_Enunciado A:_ Transcreva de novo o excerto do texto sobre memórias, começando em "Os portugueses começam" e prosseguindo até "comunistas e esquerdistas.", e substitua "oposição" por "resistência".
_Enunciado B:_ Segundo o texto sobre memórias, de que tratam as memórias de Pinto de Sá?

ABRUPTO

10.6.07


MEMÓRIAS DOS TEMPOS RADICAIS (1)

Os portugueses começam a escrever memórias. Ou melhor, uma geração de portugueses começa a escrever memórias, uma prática relativamente rara na nossa história recente. Augusto Athayde, Rosado Fernandes, Marcelo Mathias, entre outros, escreveram memórias vindas ou do lado do poder, ou do lado "calmo", da vida familiar, cultural, profissional das últimas quatro décadas. Os nomes antigos não enganam. Todas estas memórias são relevantes, e merecem um tratamento de per si, mas pretendo falar agora da memorialística vinda da oposição ao regime de Salazar e Caetano, cobrindo em particular os anos sessenta e setenta, o que significa essencialmente livros de comunistas e esquerdistas.

Após o livro precursor de José Silva Marques, a primeira e excelente memória "livre" vinda do PCP, sucederam-se as memórias de dissidentes comunistas que começaram finalmente a contar o interior comunista em contraponto com a memorialística oficiosa, centrada na experiência prisional e na versão épica do PCP. Entre outros, os livros de Rui Perdigão, Edmundo Pedro e Raimundo Narciso (sobre a ARA e as dissidências posteriores ao 25 de Abril), que serão em breve seguidos pelas memórias de Zita Seabra, mostram a máquina interior do PCP, com os seus poderes reais e não ficcionais, os rituais e "culturas" circulantes.

Uma novidade neste surto memorialístico são os livros escritos por antigos militantes radicais, naquilo que se pode genericamente chamar "extrema-esquerda". Vários autores já o tinham feito, mas agora, talvez porque a idade já começa a ter peso, começam a surgir mais memórias. O livro já antigo de Saldanha Sanches contra o MRPP, os livros de Fernando Pereira Marques (Maio de 1968 e a LUAR), Sacuntala de Miranda (o MAR e a oposição no exílio), César Oliveira (da tentativa de reanimar um "sindicalismo revolucionário" ao proto-MES), João Bénard da Costa (sobre o catolicismo progressista), mesmo a autobiografia de Maria Filomena Mónica, entre outros, continham elementos para essa memória do radicalismo.


Nos últimos dois anos surgiram memórias de Pinto de Sá (uma memória do CCRML, da prisão e da "traição"), Joana Lopes (uma memória do catolicismo progressista no momento anterior à deriva guerrilheirista e da luta armada), Jorge Silva Melo (um retrato do esquerdismo cultural da geração de sessenta), e agora, o motivo próximo deste texto, o livro de João Freire, marinheiro, desertor, anarquista, salvador da memória anarquista, ensaísta e sociólogo.

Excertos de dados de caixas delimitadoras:
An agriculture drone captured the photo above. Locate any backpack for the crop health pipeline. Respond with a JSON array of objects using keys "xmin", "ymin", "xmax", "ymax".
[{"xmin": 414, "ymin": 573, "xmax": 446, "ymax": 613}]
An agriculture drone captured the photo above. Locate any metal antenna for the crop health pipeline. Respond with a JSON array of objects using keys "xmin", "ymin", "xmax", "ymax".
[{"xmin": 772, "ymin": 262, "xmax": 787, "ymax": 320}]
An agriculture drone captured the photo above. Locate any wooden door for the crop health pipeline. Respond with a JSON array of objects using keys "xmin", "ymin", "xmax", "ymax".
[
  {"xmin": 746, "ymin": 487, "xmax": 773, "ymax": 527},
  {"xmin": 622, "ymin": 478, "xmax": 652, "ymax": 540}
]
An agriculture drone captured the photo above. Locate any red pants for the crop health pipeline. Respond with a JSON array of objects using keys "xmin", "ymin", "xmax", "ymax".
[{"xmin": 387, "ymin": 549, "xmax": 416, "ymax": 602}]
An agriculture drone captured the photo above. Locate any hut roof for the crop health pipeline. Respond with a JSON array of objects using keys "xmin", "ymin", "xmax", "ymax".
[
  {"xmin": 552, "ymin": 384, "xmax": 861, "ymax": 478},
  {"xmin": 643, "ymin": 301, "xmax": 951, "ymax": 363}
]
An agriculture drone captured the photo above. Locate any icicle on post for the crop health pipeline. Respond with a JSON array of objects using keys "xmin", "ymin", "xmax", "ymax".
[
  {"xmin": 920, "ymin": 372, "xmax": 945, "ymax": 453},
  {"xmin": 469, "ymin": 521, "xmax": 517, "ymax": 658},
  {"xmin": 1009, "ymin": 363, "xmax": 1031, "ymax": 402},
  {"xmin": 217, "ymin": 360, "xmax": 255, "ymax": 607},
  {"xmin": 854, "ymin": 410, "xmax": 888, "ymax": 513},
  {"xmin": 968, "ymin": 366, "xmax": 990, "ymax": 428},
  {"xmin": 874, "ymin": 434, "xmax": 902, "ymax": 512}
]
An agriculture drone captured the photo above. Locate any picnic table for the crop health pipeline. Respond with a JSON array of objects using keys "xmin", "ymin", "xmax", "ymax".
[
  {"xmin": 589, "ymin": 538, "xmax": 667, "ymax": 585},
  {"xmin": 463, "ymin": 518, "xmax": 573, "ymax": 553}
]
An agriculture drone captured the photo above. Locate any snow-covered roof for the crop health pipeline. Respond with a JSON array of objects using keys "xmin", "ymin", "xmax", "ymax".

_Resolução A:_
Os portugueses começam a escrever memórias. Ou melhor, uma geração de portugueses começa a escrever memórias, uma prática relativamente rara na nossa história recente. Augusto Athayde, Rosado Fernandes, Marcelo Mathias, entre outros, escreveram memórias vindas ou do lado do poder, ou do lado "calmo", da vida familiar, cultural, profissional das últimas quatro décadas. Os nomes antigos não enganam. Todas estas memórias são relevantes, e merecem um tratamento de per si, mas pretendo falar agora da memorialística vinda da resistência ao regime de Salazar e Caetano, cobrindo em particular os anos sessenta e setenta, o que significa essencialmente livros de comunistas e esquerdistas.

_Resolução B:_ Do CCRML, da prisão e da "traição".